TEXT PROVIDED –
==========

Physical characteristics
- Source: Southern Alabama
- • location: near Graceville, Florida
- Mouth: Choctawhatchee River
- • location: West of Ebro, Florida
- • coordinates: 30°29′52″N 85°51′36″W﻿ / ﻿30.4979°N 85.8601°W
- Length: 56 miles (90 km)
- Basin size: 220 square miles (570 km^{2})

Basin features
- • left: Becton Spring, Hard Labor Creek, Minnow Creek
- • right: Cypress Creek
- Bridges: State Road 2, U.S. 90, I-10, Washington County Road 166, Washington County Road 276A, State Road 79

= Holmes Creek (Florida) =

Stream in Florida panhandle

Holmes Creek is a tributary of the Choctawhatchee River in the Florida panhandle. The lower half of the stream is fed by many springs, is designated as a paddling trail, and is home to an unusual diversity of freshwater snails.

==Name==
The stream was labeled Weekaywehatchee on a 1778 map, from Muscogee wekiwa ("spring") and hatchee ("river"). The area was known as "Holmes Valley" by 1818 during the First Seminole War, when a party sent from Andrew Jackson's invading force raided the "Uchee and Holmes old fields" near the Choctawhatchee River and killed a red-stick Muscogee leader known to whites as "Holmes". Holmes County, Florida was named for the river when it was established in 1848. There is no documentary evidence for the claim that the stream is named for a man who settled in the area in the 1830s.

==========

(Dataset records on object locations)

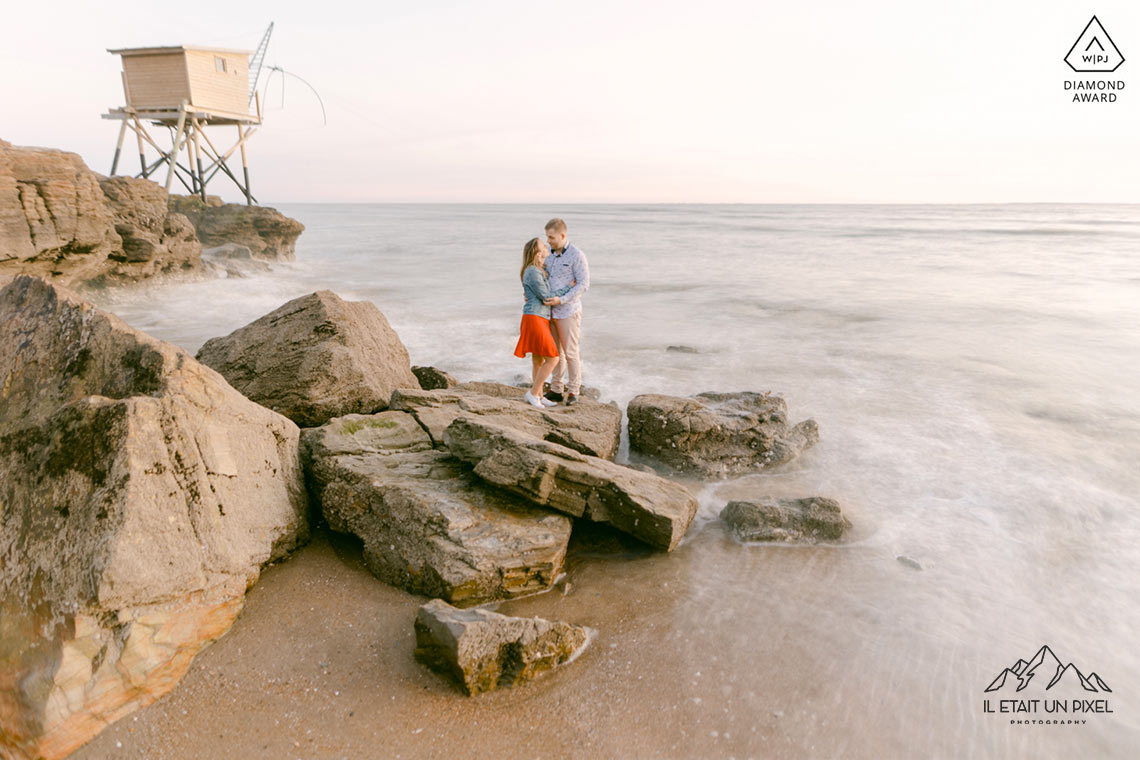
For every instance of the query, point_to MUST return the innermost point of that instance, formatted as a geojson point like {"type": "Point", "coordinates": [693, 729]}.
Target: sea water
{"type": "Point", "coordinates": [974, 373]}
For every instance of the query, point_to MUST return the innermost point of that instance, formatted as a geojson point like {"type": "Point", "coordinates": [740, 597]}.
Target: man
{"type": "Point", "coordinates": [566, 264]}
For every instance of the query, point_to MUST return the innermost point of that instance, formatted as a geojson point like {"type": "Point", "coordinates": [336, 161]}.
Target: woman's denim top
{"type": "Point", "coordinates": [537, 289]}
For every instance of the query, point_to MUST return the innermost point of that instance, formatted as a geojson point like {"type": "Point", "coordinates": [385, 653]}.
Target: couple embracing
{"type": "Point", "coordinates": [554, 276]}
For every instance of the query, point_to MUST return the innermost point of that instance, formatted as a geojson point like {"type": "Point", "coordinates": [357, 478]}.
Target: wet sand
{"type": "Point", "coordinates": [714, 651]}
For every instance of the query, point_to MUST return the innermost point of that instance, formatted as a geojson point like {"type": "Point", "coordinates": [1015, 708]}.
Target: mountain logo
{"type": "Point", "coordinates": [1044, 671]}
{"type": "Point", "coordinates": [1094, 50]}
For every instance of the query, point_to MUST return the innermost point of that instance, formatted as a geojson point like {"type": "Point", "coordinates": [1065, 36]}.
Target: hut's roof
{"type": "Point", "coordinates": [174, 48]}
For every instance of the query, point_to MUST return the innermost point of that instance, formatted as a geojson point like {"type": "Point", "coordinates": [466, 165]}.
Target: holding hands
{"type": "Point", "coordinates": [553, 301]}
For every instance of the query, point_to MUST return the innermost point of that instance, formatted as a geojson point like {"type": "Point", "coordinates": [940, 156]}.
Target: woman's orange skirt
{"type": "Point", "coordinates": [535, 337]}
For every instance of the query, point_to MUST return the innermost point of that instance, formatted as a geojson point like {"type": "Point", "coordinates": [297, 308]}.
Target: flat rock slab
{"type": "Point", "coordinates": [717, 434]}
{"type": "Point", "coordinates": [315, 358]}
{"type": "Point", "coordinates": [799, 521]}
{"type": "Point", "coordinates": [649, 507]}
{"type": "Point", "coordinates": [428, 525]}
{"type": "Point", "coordinates": [482, 650]}
{"type": "Point", "coordinates": [588, 426]}
{"type": "Point", "coordinates": [432, 378]}
{"type": "Point", "coordinates": [140, 496]}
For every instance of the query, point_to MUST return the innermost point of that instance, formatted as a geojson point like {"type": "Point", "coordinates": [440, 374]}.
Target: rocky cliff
{"type": "Point", "coordinates": [62, 221]}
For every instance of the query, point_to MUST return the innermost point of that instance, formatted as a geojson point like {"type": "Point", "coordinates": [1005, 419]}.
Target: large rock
{"type": "Point", "coordinates": [315, 358]}
{"type": "Point", "coordinates": [428, 525]}
{"type": "Point", "coordinates": [717, 434]}
{"type": "Point", "coordinates": [804, 521]}
{"type": "Point", "coordinates": [482, 650]}
{"type": "Point", "coordinates": [643, 505]}
{"type": "Point", "coordinates": [589, 427]}
{"type": "Point", "coordinates": [54, 218]}
{"type": "Point", "coordinates": [154, 240]}
{"type": "Point", "coordinates": [432, 378]}
{"type": "Point", "coordinates": [269, 234]}
{"type": "Point", "coordinates": [140, 496]}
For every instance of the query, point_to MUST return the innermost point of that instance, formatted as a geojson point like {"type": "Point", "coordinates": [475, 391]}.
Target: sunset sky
{"type": "Point", "coordinates": [877, 101]}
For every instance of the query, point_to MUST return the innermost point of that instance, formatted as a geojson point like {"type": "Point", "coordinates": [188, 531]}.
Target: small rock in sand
{"type": "Point", "coordinates": [482, 650]}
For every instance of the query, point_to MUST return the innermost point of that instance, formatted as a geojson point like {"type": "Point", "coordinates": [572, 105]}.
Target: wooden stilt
{"type": "Point", "coordinates": [138, 135]}
{"type": "Point", "coordinates": [197, 160]}
{"type": "Point", "coordinates": [173, 150]}
{"type": "Point", "coordinates": [245, 169]}
{"type": "Point", "coordinates": [119, 147]}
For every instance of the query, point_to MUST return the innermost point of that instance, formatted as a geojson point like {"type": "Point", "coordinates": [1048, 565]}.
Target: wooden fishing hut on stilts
{"type": "Point", "coordinates": [187, 89]}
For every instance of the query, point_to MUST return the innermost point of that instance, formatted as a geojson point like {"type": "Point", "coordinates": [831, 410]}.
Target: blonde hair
{"type": "Point", "coordinates": [529, 251]}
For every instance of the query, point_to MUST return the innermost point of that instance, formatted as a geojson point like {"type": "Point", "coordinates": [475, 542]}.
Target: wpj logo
{"type": "Point", "coordinates": [1094, 50]}
{"type": "Point", "coordinates": [1034, 678]}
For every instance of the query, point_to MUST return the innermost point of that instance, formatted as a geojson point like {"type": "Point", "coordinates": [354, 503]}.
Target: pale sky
{"type": "Point", "coordinates": [702, 100]}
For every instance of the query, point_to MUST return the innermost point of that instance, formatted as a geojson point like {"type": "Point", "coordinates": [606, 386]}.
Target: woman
{"type": "Point", "coordinates": [535, 335]}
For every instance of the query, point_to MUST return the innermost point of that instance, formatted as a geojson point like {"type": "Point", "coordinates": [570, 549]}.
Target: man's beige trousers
{"type": "Point", "coordinates": [566, 334]}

==========

TASK SET –
(A) In the Holmes Creek article, condense the paragraph beginning "The stream was labeled Weekaywehatchee" into a short bulleted list that keeps its main facts.
(B) Answer these questions using the Holmes Creek article:
(i) What is the stated length of the stream?
(ii) Which streams are listed as left tributaries in its basin?
(iii) In what year was Holmes County, Florida, established?
(C) Resume the Holmes Creek article where it stops, adding the next passage.

THE REPLIES –
(A)
- A 1778 map labeled the stream Weekaywehatchee, from the Muscogee words wekiwa ("spring") and hatchee ("river").
- By 1818, during the First Seminole War, the area was known as "Holmes Valley." That year a party from Andrew Jackson's invading force raided the "Uchee and Holmes old fields" near the Choctawhatchee River and killed a red-stick Muscogee leader whom whites called "Holmes."
- Holmes County, Florida, was established in 1848 and named for the river.
- No documentary evidence supports the claim that the stream is named for a man who settled in the area in the 1830s.

(B)
(i) 56 miles (90 km)
(ii) Becton Spring, Hard Labor Creek, and Minnow Creek
(iii) 1848

(C)
==Course==
Holmes Creek rises in southern Alabama, 4 mi north of the border with Florida and 6 mi north of Graceville, Florida. It flows in a southwest direction through Florida, forming the boundary between Holmes County and Jackson County and part of the boundary between Holmes County and Washington County, and then through Washington County to its juncture with the Choctawhatchee River.

The upper half of the stream, most of which forms the eastern boundary of Holmes County, passes through cypress swamps and sloughs, and is narrow, shallow, and slow flowing. The stream bed is sand and silt, and the water is brown, acid (pH > 7), and has a low mineral content. As the stream passes through Washington County, it flows over exposed limestone bedrock and is fed by numerous seeps and springs of different sizes. The first significant spring, the second magnitude Burnt Out Spring, is in the streambed about 1 mi south of the County Road 276A bridge. Other second magnitude springs in the lower half of the stream include Becton Spring, Cypress Springs, and Jack Paul Spring, while third magnitude springs include Bronson Landing Spring and Galloway Spring. The stream water becomes clearer and more mineralized as the springs successively add their water to the stream's flow.

==Biota==
Trees found along the stream include cypress, water tupelo, Florida anise, sweetbay, Carolina ash, pawpaw, and mayhaw. Large patches of pickerelweed and duck potato occur along the stream. Holmes Creek is described as a "good to outstanding" fishing stream, with channel catfish, flathead catfish, and bream being commonly caught.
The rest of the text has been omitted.